Exercise tasks =
[a] Name every medical test that the blog post says the daughter underwent.
[b] In the blog post, rewrite the paragraph beginning "The week from her first seizure" as a short bulleted list that keeps its main facts.
[c] Answer these questions from the blog post:
(i) How old is the daughter?
(ii) How many days after her first seizure did the second one occur?
(iii) With what condition was she diagnosed?

___ Exercise passage ___

Not what I expected my first post to be about, but it happened and some time has passed and I am going to write about it here.
A few weeks ago was one of the scariest moments of my life. I was already asleep and at some point after that, my 6 year old daughter climbed into bed with me and went to sleep next to me. From what I am told she was asleep fr about 30 minutes when I felt her repeatedly bumping me and making a repeating sound from her mouth. It woke me up and my first thought was that she was playing around, but when I saw her eyes going back and forth and she wasn’t responding at all to me I could tell she was having a seizure.
Besides that I didn’t know what was happening or why. For all I knew, she could have been dying. We called 911 and went to the hospital and were released several hours later. over the next week she had several tests including CT, EEG, and MRI. Fortunately the majorly evil things like a huge tumor was ruled out, but 4 days after her first seizure she had a second.
To make a long story shorter, she was diagnosed with Benign Rolandic Epilepsy. A form of epilepsy that they expect she will grow out of before she is a teenager, be controlled with medication, and if more seizure occur they will most likely be at night.
The week from her first seizure to the time she was diagnosed and put on medication was a week of sleepless nights for me. I slept on her floor next to her bed every night and for the first couple of nights I set an alarm on my phone to go off every 15 to 30 minutes so I could wake up and check on her.

___ The data ___

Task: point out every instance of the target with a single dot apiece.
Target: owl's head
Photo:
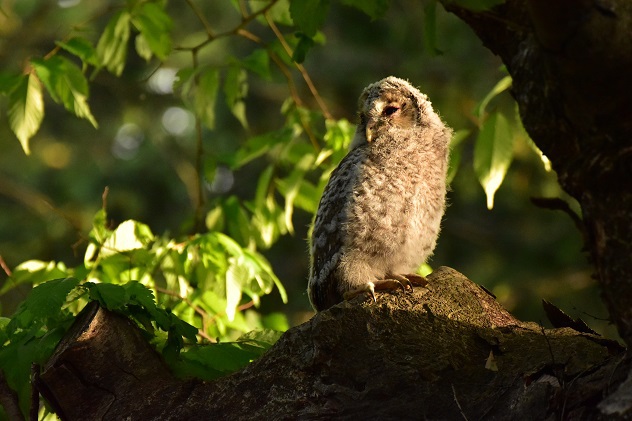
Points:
(391, 103)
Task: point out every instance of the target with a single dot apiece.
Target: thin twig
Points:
(200, 16)
(199, 160)
(458, 404)
(301, 69)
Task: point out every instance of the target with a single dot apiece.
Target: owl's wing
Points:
(330, 224)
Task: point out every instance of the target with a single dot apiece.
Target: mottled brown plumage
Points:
(379, 216)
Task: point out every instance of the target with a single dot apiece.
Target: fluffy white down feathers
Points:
(380, 214)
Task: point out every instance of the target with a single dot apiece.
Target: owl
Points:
(379, 216)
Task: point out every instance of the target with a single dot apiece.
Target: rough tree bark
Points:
(571, 62)
(447, 351)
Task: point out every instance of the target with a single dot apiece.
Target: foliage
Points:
(207, 285)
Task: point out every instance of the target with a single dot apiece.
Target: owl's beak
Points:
(370, 130)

___

Responses to the tasks =
[a] CT, EEG, MRI

[b]
- The week from the first seizure to diagnosis and medication brought sleepless nights for the writer.
- The writer slept every night on the floor next to the daughter's bed.
- For the first couple of nights, a phone alarm went off every 15 to 30 minutes so the writer could check on her.

[c]
(i) 6 years old
(ii) 4 days
(iii) Benign Rolandic Epilepsy